Du reste, le sanctuaire de la justice est-il respecté du pouvoir? Quand il s'est agi de juger certains accusés politiques, l'accusateur et le juge n'ont-ils pas été appelés, pendant la nuit, par une voix à laquelle il est difficile de résister, et devant laquelle l'indépendance

a besoin de tout le courage de la vertu? Et quand soixante magistrats réunis ont presque unanimement sanctionné la mise en état de siége, la distraction des juges naturels, et la violation du principe de non-rétroactivité, le bruit adroitement répandu d'une prochaine réorganisation de la cour n'a-t-il pas eu d'influence sur ce trop mémorable arrêt?

§ 33.

Système envers la liberté de la presse.

▬▬▬▬▬▬▬▬▬▬

#### PROBLÈME POSÉ 1:
Dans le texte donné, combien de magistrats réunis ont presque unanimement sanctionné la mise en état de siége ?

▬▬▬▬▬▬▬▬▬▬

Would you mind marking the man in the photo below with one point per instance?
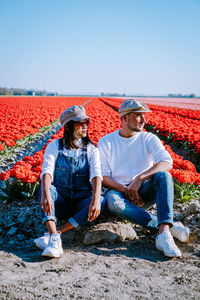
(135, 173)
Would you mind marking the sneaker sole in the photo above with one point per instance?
(166, 254)
(184, 239)
(49, 254)
(37, 245)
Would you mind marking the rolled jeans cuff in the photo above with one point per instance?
(49, 218)
(73, 222)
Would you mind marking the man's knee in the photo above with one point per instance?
(115, 201)
(163, 176)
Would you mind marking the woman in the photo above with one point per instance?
(70, 165)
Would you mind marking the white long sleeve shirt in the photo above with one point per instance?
(123, 159)
(51, 154)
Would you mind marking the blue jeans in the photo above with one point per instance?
(159, 189)
(73, 210)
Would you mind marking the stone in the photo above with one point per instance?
(193, 208)
(109, 232)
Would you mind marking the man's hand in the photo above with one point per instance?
(94, 209)
(132, 192)
(46, 202)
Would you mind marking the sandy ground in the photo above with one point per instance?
(128, 270)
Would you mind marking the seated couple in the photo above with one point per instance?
(134, 165)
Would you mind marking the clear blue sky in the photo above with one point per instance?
(144, 47)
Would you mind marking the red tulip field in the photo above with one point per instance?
(22, 117)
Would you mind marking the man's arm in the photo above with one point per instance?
(137, 181)
(111, 184)
(95, 205)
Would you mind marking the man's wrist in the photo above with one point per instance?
(123, 189)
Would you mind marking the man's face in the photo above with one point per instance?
(135, 121)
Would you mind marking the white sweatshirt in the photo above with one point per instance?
(123, 159)
(51, 154)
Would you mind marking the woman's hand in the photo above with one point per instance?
(46, 202)
(94, 209)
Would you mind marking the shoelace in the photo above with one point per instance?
(54, 241)
(170, 240)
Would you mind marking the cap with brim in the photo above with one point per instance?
(132, 105)
(73, 113)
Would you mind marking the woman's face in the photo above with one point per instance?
(80, 128)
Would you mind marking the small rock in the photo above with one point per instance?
(109, 232)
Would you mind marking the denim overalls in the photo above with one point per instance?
(71, 189)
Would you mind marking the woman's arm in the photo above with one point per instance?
(46, 200)
(95, 205)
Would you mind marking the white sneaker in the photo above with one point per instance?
(180, 232)
(43, 241)
(165, 243)
(54, 248)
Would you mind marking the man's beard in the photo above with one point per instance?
(134, 129)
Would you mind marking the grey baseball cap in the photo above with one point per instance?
(132, 105)
(75, 113)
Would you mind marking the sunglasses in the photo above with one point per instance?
(82, 123)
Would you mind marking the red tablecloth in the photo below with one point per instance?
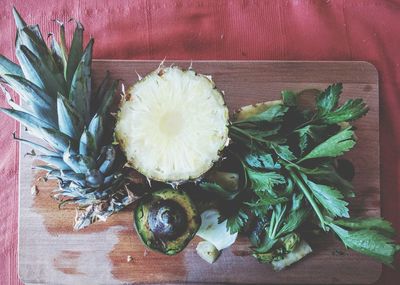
(280, 30)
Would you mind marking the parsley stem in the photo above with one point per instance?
(309, 198)
(246, 134)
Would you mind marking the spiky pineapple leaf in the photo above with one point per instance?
(96, 129)
(70, 121)
(98, 96)
(81, 84)
(108, 99)
(54, 138)
(75, 53)
(87, 144)
(55, 161)
(10, 100)
(58, 54)
(40, 103)
(27, 119)
(41, 148)
(19, 22)
(43, 75)
(9, 67)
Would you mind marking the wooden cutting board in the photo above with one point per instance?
(51, 252)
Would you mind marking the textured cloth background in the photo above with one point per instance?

▬▬▬▬▬▬▬▬▬▬

#### PROBLÈME POSÉ 2:
Recopiez, dans les enregistrements, la partie qui s'ouvre sur la ligne contenant « Would you mind marking the sunglasses » et se poursuit jusqu'à la fin des enregistrements, ces deux bornes incluses. Omettez les images dans votre réponse.

#### RÉPONSE À L'EXERCICE 1:
Soixante magistrats.

#### RÉPONSE À L'EXERCICE 2:
Would you mind marking the sunglasses in the photo above with one point per instance?
(82, 123)
Would you mind marking the red tablecloth in the photo below with one point per instance?
(280, 30)
Would you mind marking the parsley stem in the photo above with one point per instance?
(309, 198)
(246, 134)
Would you mind marking the spiky pineapple leaf in the photo above with one point per instance?
(96, 129)
(70, 121)
(98, 96)
(81, 84)
(108, 99)
(54, 138)
(75, 53)
(87, 144)
(55, 161)
(10, 100)
(58, 54)
(40, 103)
(27, 119)
(41, 148)
(19, 22)
(43, 75)
(9, 67)
Would you mind marking the wooden cutting board in the photo above with one point per instance?
(51, 252)
Would you mind marking the textured cloth background in the photo above with one point per instance?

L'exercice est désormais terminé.